Please rewrite the rows from the one containing "Annotate the grassy" through the last row, keeping the requests unchanged. Multiply every x and y coordinate in the answers by 1.45 and round to the nearest whole number, with halves rounded up.

==================================================

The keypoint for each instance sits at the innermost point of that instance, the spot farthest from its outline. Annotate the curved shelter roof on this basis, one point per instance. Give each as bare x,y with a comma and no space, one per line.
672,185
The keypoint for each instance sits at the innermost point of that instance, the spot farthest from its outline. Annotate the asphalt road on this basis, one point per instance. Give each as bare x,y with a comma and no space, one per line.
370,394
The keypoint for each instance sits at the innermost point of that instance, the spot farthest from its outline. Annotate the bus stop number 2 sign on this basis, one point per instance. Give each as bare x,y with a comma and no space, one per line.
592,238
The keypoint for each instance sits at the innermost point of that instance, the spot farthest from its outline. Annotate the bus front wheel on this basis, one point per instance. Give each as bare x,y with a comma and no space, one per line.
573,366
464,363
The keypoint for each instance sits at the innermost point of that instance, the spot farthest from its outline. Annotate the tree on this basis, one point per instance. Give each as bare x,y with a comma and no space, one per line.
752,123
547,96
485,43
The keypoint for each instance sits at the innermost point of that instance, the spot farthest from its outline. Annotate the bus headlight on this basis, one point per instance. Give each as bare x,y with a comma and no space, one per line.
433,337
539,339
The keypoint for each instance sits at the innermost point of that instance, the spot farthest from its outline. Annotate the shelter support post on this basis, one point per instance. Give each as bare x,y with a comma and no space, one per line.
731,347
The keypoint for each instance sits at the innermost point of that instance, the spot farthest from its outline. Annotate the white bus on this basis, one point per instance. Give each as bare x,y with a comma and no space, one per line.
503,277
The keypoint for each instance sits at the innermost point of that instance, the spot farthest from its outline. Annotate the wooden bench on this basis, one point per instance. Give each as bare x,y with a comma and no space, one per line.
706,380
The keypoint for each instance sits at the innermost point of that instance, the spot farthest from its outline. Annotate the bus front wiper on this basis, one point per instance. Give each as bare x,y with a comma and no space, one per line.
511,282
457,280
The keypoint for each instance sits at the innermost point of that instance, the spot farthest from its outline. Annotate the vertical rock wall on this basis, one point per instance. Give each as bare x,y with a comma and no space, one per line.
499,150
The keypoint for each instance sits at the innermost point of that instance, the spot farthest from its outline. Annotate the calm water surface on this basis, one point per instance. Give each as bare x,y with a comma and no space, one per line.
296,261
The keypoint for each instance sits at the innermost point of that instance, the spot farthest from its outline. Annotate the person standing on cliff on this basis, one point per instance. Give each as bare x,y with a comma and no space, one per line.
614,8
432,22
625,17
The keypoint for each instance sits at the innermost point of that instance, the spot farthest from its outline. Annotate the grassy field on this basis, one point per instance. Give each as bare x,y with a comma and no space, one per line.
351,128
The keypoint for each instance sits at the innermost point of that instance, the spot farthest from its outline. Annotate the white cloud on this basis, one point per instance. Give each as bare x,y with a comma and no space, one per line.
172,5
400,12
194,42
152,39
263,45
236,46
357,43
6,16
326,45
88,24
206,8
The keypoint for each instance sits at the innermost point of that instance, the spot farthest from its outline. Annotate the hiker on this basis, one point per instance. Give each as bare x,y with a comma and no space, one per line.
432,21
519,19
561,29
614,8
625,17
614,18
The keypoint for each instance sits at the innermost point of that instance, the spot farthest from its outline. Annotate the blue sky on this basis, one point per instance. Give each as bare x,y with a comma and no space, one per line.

==================================================

Response to the exercise:
The keypoint for each instance sits at the innermost point of that instance, the spot farthest from its outline. Annotate the grassy field on this basis, one point per instance. Give each as bare x,y with a comma and no space, one per line.
509,186
The keypoint for each instance sits at the innermost point of that instance, the spot farthest from its outline. Annotate the white cloud on this basis, one point per instance. Give each as bare x,y with a comma and no space, one per line.
249,7
580,17
281,61
220,57
381,65
342,67
518,62
9,23
473,65
128,35
299,12
The keypoint for each instance sits at the innermost point of that instance, the spot farthest from its outline. Annotate the hiker on this basis, one point per instance. Give each as bare x,y with a comma and no space, one per line.
626,30
753,28
813,42
890,12
906,25
890,26
The keypoint for each instance sits at the innermost point of that instance, the spot farthest from its outline. Annotate the blue sky on this basis, one point per instance. Give each as bare x,y with a comma and no space, one per line.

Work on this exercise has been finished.